= Beginning of Section =

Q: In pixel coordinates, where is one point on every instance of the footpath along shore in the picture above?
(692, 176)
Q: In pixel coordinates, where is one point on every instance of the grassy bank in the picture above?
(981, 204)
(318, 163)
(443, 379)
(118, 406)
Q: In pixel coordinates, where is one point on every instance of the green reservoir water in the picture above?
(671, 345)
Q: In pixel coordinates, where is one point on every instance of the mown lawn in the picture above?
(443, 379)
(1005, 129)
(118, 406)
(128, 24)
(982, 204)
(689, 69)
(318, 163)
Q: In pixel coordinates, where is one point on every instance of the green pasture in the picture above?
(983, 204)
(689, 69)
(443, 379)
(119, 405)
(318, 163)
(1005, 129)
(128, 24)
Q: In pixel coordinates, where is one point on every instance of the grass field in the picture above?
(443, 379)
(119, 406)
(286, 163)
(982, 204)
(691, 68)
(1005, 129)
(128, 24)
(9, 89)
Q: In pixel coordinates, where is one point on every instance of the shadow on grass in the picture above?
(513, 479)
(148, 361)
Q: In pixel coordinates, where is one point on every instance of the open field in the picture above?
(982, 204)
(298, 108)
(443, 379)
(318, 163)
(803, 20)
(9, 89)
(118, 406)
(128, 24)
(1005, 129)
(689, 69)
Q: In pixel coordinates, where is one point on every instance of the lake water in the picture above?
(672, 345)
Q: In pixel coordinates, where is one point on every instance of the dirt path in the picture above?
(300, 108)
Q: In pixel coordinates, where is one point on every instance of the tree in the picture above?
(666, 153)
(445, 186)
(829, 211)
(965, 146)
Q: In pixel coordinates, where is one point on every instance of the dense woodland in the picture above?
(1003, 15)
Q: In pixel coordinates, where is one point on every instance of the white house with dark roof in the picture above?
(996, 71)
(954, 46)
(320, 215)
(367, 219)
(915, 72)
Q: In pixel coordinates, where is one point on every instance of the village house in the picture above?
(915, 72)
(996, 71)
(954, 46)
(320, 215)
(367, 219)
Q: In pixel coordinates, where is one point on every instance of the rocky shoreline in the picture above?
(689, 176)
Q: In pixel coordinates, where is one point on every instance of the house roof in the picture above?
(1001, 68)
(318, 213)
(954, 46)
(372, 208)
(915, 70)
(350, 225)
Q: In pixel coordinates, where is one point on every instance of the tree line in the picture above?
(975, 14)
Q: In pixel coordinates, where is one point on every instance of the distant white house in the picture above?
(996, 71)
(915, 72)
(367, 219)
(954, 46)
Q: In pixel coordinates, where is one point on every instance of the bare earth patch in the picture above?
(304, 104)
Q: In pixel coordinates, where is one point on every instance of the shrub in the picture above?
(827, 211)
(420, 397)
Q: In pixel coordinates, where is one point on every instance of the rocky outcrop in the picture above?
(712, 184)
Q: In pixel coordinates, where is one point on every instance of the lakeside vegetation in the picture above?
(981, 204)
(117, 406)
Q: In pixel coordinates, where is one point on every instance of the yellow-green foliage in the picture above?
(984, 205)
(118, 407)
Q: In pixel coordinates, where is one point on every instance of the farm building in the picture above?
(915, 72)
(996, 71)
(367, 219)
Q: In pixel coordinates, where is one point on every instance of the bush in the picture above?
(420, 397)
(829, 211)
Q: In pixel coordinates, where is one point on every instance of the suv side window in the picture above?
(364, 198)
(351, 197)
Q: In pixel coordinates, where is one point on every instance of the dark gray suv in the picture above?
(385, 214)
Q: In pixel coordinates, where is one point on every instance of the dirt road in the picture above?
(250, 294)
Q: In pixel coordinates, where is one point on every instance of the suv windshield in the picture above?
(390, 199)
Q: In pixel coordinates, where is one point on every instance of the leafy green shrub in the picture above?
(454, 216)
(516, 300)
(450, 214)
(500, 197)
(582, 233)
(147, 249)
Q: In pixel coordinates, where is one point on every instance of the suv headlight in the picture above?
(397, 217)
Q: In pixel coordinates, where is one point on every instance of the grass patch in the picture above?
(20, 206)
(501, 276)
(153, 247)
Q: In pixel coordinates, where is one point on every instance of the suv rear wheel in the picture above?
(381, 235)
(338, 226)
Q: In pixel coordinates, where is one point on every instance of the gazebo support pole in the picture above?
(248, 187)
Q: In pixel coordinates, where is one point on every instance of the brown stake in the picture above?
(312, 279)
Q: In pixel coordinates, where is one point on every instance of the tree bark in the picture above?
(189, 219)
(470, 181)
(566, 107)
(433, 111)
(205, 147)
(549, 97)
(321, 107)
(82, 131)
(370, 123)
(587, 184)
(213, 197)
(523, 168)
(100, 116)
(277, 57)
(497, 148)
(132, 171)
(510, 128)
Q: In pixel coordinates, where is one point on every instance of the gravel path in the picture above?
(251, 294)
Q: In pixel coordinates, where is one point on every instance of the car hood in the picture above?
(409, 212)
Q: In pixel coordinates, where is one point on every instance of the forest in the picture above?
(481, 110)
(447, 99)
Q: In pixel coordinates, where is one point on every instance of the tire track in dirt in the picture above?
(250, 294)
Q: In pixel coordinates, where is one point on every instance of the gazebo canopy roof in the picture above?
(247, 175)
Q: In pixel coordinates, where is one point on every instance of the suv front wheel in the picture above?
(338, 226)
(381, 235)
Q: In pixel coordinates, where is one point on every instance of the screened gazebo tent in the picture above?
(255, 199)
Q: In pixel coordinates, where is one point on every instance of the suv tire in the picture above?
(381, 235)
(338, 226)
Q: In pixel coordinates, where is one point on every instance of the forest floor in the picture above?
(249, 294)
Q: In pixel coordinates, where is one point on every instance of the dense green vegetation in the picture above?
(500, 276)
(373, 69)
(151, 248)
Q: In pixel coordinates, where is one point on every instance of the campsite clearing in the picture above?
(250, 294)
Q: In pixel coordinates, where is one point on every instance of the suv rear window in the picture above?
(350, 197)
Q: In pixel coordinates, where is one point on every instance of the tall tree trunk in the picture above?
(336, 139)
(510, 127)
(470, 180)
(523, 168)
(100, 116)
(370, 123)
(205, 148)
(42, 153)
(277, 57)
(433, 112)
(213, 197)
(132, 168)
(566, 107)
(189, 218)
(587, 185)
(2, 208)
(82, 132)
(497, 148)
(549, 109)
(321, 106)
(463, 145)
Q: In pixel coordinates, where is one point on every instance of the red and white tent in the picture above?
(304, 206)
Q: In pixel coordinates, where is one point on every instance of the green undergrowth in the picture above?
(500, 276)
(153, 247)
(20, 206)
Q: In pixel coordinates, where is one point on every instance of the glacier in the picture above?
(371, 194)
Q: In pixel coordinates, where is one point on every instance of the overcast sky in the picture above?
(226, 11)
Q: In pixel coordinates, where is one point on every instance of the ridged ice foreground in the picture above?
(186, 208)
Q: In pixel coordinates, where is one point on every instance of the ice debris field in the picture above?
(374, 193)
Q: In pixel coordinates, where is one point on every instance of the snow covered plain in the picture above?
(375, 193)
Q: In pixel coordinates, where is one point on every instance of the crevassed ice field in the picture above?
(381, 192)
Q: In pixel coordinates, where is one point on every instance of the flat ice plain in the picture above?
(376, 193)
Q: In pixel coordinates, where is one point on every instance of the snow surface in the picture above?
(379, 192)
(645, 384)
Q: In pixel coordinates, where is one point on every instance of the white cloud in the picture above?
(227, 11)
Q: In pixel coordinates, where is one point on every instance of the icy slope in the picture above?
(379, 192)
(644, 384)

= End of Section =

Your assignment - Everything in the listing above should be printed again exactly.

Exercise answer -
Q: In pixel coordinates, where is one point on every instance of the footpath along shore in the picture above?
(692, 176)
Q: In pixel coordinates, where is one point on every instance of the grassy bank in the picture above?
(981, 204)
(318, 163)
(443, 379)
(118, 406)
Q: In pixel coordinates, where is one point on every instance of the green reservoir water in the picture above?
(671, 345)
Q: In pixel coordinates, where is one point on every instance of the mown lawn in the picture above?
(443, 379)
(1005, 129)
(118, 406)
(128, 24)
(982, 204)
(689, 69)
(318, 163)
Q: In pixel coordinates, where is one point on every instance of the green pasture in the picture above?
(983, 204)
(689, 69)
(443, 379)
(119, 405)
(318, 163)
(1005, 129)
(128, 24)
Q: In pixel coordinates, where is one point on every instance of the grass field in the picture above?
(443, 379)
(119, 406)
(286, 163)
(982, 204)
(691, 68)
(1005, 129)
(128, 24)
(9, 89)
Q: In pixel coordinates, where is one point on every instance of the shadow on grass in the picture above?
(513, 479)
(148, 361)
Q: In pixel coordinates, where is one point on every instance of the open field in the picture above?
(982, 204)
(298, 108)
(443, 379)
(318, 163)
(803, 20)
(9, 89)
(118, 406)
(128, 24)
(1005, 129)
(689, 69)
Q: In pixel coordinates, where is one point on every instance of the lake water in the picture above?
(672, 345)
Q: In pixel coordinates, where is one point on every instance of the dirt path in the picture above?
(300, 108)
Q: In pixel coordinates, where is one point on every instance of the tree in the picture above?
(666, 153)
(445, 186)
(829, 211)
(965, 146)
Q: In pixel coordinates, where is one point on every instance of the dense woodland in the picture above?
(1003, 15)
Q: In pixel coordinates, where is one point on every instance of the white house with dark roof in the picture above?
(996, 71)
(954, 46)
(320, 215)
(367, 219)
(915, 72)
Q: In pixel coordinates, where is one point on every instance of the village house in the picture above?
(915, 72)
(996, 71)
(954, 46)
(320, 215)
(367, 219)
Q: In pixel coordinates, where is one point on every instance of the rocky shoreline in the picture above?
(689, 176)
Q: In pixel coordinates, where is one point on every instance of the house roof in the picture above?
(1001, 68)
(318, 213)
(954, 46)
(372, 208)
(915, 70)
(350, 225)
Q: In pixel coordinates, where is one point on every instance of the tree line in the picture above?
(975, 14)
Q: In pixel coordinates, where is one point on every instance of the distant white house in the picture above?
(996, 71)
(915, 72)
(367, 219)
(954, 46)
Q: In pixel coordinates, where is one point on every instance of the bare earth patch in the picture above?
(304, 104)
Q: In pixel coordinates, where is one point on every instance of the shrub in the picture above?
(827, 211)
(420, 397)
Q: In pixel coordinates, where is one point on every instance of the rocky outcrop in the picture above?
(712, 184)
Q: In pixel coordinates, where is one point on every instance of the lakeside vegetation in the picture above?
(981, 204)
(117, 406)
Q: In pixel coordinates, where is one point on every instance of the yellow-green foliage in the picture above?
(984, 205)
(118, 407)
Q: In pixel coordinates, where is one point on every instance of the farm building in the picture above?
(915, 72)
(996, 71)
(367, 219)
Q: In pixel coordinates, where is one point on every instance of the bush in the picture above?
(420, 397)
(829, 211)
Q: In pixel coordinates, where is one point on every instance of the suv side window in the picture above?
(364, 198)
(351, 197)
Q: In pixel coordinates, where is one point on every instance of the dark gray suv in the picture above?
(385, 214)
Q: In pixel coordinates, where is one point on every instance of the dirt road in the picture above?
(250, 294)
Q: In pixel coordinates, where is one point on every instance of the suv windshield in the picture above?
(390, 199)
Q: In pixel coordinates, where is one point on every instance of the leafy green shrub in the picture above?
(454, 216)
(516, 300)
(450, 214)
(500, 197)
(582, 233)
(147, 249)
Q: In pixel coordinates, where is one point on every instance of the suv headlight in the picture above?
(397, 217)
Q: In pixel coordinates, where is one point on every instance of the grass patch in the picture above?
(20, 206)
(501, 276)
(153, 247)
Q: In pixel coordinates, where is one point on every instance of the suv rear wheel in the picture above?
(381, 235)
(338, 226)
Q: In pixel coordinates, where is one point on every instance of the gazebo support pole in the picture above?
(248, 187)
Q: In pixel coordinates, where is one point on every instance of the brown stake in the picture above?
(312, 279)
Q: In pixel coordinates, where is one point on every instance of the tree bark in the picture above?
(189, 219)
(470, 181)
(566, 107)
(433, 111)
(205, 147)
(549, 97)
(321, 107)
(82, 131)
(370, 123)
(587, 184)
(213, 197)
(523, 168)
(100, 116)
(277, 57)
(497, 148)
(132, 171)
(510, 128)
Q: In pixel coordinates, where is one point on every instance of the gravel path in the picture above?
(251, 294)
Q: In pixel coordinates, where is one point on every instance of the car hood in the picture above?
(409, 212)
Q: In pixel coordinates, where is one point on every instance of the forest in the picture above?
(481, 110)
(447, 99)
Q: In pixel coordinates, where is one point on every instance of the tire track in dirt in the picture above?
(250, 294)
Q: In pixel coordinates, where is one point on every instance of the gazebo canopy roof in the picture above?
(247, 175)
Q: In pixel coordinates, where is one point on every instance of the suv front wheel in the picture above?
(338, 226)
(381, 235)
Q: In pixel coordinates, where is one point on every instance of the screened gazebo tent in the picture above?
(255, 199)
Q: In pixel coordinates, where is one point on every instance of the suv tire in the picture above?
(381, 235)
(338, 226)
Q: In pixel coordinates, where is one point on every instance of the forest floor in the picture above?
(249, 294)
Q: In pixel coordinates, where is one point on every instance of the dense green vegetation in the picture above?
(500, 276)
(373, 69)
(151, 248)
Q: In pixel coordinates, where is one point on every instance of the campsite clearing in the picture above?
(250, 294)
Q: In pixel coordinates, where is one point on every instance of the suv rear window in the picture above?
(350, 197)
Q: In pixel coordinates, where is one point on every instance of the tall tree trunk in the picture above?
(336, 139)
(510, 127)
(470, 180)
(523, 168)
(100, 116)
(370, 123)
(205, 148)
(42, 153)
(277, 57)
(433, 112)
(213, 197)
(132, 168)
(566, 107)
(189, 218)
(587, 185)
(2, 208)
(82, 132)
(497, 148)
(549, 109)
(321, 106)
(463, 145)
Q: In pixel coordinates, where is one point on every instance of the red and white tent in the picture above?
(304, 206)
Q: In pixel coordinates, where is one point on every instance of the green undergrowth in the picture above?
(500, 276)
(153, 247)
(20, 206)
Q: In pixel coordinates, where is one point on every instance of the glacier in the picture above?
(371, 194)
Q: In pixel coordinates, where is one point on every instance of the overcast sky in the picture above?
(226, 11)
Q: In pixel coordinates, where is one point on every instance of the ridged ice foreground in the picture above?
(186, 208)
Q: In pixel coordinates, where is one point on every instance of the ice debris field in the picture above?
(374, 193)
Q: In pixel coordinates, where is one point on every instance of the snow covered plain in the picture above?
(375, 193)
Q: In pixel coordinates, where is one point on every instance of the crevassed ice field in the picture above?
(381, 192)
Q: In pixel coordinates, where is one point on every instance of the flat ice plain in the picture above?
(376, 193)
Q: In pixel coordinates, where is one point on every instance of the snow surface in the picture above?
(379, 192)
(645, 384)
Q: In pixel coordinates, where is one point on every instance of the white cloud in the picture above?
(227, 11)
Q: In pixel coordinates, where is one point on every instance of the icy slope in the picture above?
(379, 192)
(644, 384)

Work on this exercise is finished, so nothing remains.